ACTIVITY A ::
According to the court-martial passage, how many hearings were ordered in a short period of time?
ACTIVITY B ::
Continue the court-martial passage from the end of its last sentence.

SUPPLIED PASSAGE ::
--- START ---

To complete my presentation, I must face up to two further problems. It is argued that assuming the General was an accuser in prosecutions flowing directly from violations of his orders in furtherance of the plan, he would not have a personal interest in charges involving a false official statement. As a corollary proposition, it is asserted that any interest he might have in the matter would not prejudice the accused because officers sitting as court members who might not feel free to act in those cases which involved a breach of the program itself, nevertheless would have perfect liberty of thought on a charge of this kind. I concede that the farther the offense is removed from an open violation, the less personal interest the General would have and his open support of his primary objective would have less impact on the court-martial. But such arguments really overlook the practicalities of the situation and in answering the assertions I will consider them in the reverse order.
The members of the court-martial who were to decide the facts, counsel, and the law officer were living in an atmosphere which would hardly be favorable to those who opposed the authority of the creator of the project. I am reasonably certain they would have some mental reservations about not supporting the senior commander and, in a sense, courts under him would revert to the old system of being one of his arms to administer punishment to those who failed along the way. Certainly, when he publicly announced a program to court-martial all offenders he must have created in the minds of his officers his own determination to enforce the program at all costs and the number of hearings bear out that conclusion. When seventy-one hearings growing out of an extraordinary undertaking are ordered in a short period of time, it makes a command conscious of the creator’s interest. I am certain from all of the forgoing that the men in the Eight Infantry Division, and particularly those who manned the courts, would pay careful heed to the General’s *100wishes, for they were well aware of the fact that the project was of paramount importance to him. In this instance, those who were selected were unhappily situated, for a finding of not guilty would have been a direct rebuff to the General, who had ordered the accused to stand trial for violations in connection with his specially cherished project.

--- END ---

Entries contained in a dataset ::
--- START ---

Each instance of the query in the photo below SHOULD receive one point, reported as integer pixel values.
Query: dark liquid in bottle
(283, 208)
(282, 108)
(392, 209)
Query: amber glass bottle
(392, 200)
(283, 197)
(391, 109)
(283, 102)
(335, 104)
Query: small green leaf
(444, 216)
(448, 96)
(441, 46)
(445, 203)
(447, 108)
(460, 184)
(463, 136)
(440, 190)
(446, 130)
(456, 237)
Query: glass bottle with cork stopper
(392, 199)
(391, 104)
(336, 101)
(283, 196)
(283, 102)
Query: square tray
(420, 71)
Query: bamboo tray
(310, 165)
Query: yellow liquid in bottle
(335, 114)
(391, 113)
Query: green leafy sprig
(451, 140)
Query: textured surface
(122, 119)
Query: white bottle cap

--- END ---
--- START ---

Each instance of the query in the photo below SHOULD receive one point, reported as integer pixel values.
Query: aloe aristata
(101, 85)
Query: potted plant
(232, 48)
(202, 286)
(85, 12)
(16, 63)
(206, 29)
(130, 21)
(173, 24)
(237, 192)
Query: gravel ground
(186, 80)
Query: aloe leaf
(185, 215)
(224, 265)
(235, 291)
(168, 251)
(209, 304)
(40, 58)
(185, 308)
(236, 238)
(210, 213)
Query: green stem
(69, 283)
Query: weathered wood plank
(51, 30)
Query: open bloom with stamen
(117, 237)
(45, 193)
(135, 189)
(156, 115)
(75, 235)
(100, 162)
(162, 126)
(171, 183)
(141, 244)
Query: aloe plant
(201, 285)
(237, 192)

--- END ---

EXERCISE RESULT A ::
Seventy-one hearings were ordered.

EXERCISE RESULT B ::
The fact that this offense was collateral to the General’s project makes him no less an accuser. This official statement arose solely out of, and was so closely tied in with, weight reduction that it is impossible to isolate one form of resistance from another. A false official oath, as an affirmative act of resistance, would have more of a tendency to raise the ire of the General than would a mere failure to lose weight. The former is an act of commission taken to defeat the success of the plan while the latter is only an act of omission. I dare say that in the eyes of the General this offense would be the most serious type of any rebellious opposition, and the record supports that inference, for this incident was the only one out of seventy-one violations which was referred to a general court-martial for trial. When confronted with his pretrial decision, the General was in an inconsistent position. A decision not to order this case to trial would have been a self-defeating gesture and that fairly well makes the issue personal.
In summation of this aspect of the case, I can only say that when I place .the act of submitting a false official statement in the perspective of the convening authority’s weight-reducing project, I am still convinced that a reasonable person would conclude the convening authority had a personal interest in the prosecution. So that the court-martial may labor in a healthier atmosphere, a rehearing ought to be granted. My brothers have so ordered and I join them in their result.